## Exercise directions
Copy out, word for word, the lines in the records below, starting at the line containing "Task: locate the cabinet door panel." and ending at the line containing "column 337, row 391", including both of those lines.

[begin Dataset rows]

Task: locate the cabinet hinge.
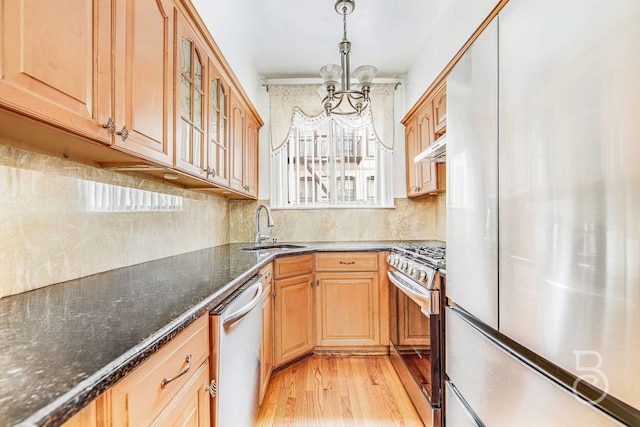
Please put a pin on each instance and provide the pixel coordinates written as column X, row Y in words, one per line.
column 212, row 388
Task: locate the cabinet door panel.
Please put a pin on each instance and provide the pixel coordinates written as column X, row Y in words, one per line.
column 191, row 407
column 348, row 309
column 427, row 170
column 144, row 72
column 250, row 177
column 237, row 145
column 190, row 103
column 294, row 318
column 56, row 62
column 412, row 148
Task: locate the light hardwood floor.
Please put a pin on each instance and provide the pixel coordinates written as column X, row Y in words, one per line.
column 337, row 391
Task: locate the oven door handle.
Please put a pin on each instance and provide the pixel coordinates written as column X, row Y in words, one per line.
column 429, row 302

[end Dataset rows]

## Finished answer
Task: locate the cabinet door panel.
Please put a pin on each instance and provide the pixel coordinates written as column X, row Y in words, one per line.
column 191, row 407
column 348, row 309
column 427, row 170
column 144, row 72
column 250, row 177
column 237, row 145
column 190, row 103
column 294, row 318
column 56, row 62
column 412, row 148
Task: locate the light hardwood floor.
Please put a pin on each instance and provide the pixel coordinates written as column X, row Y in words, one per line.
column 337, row 391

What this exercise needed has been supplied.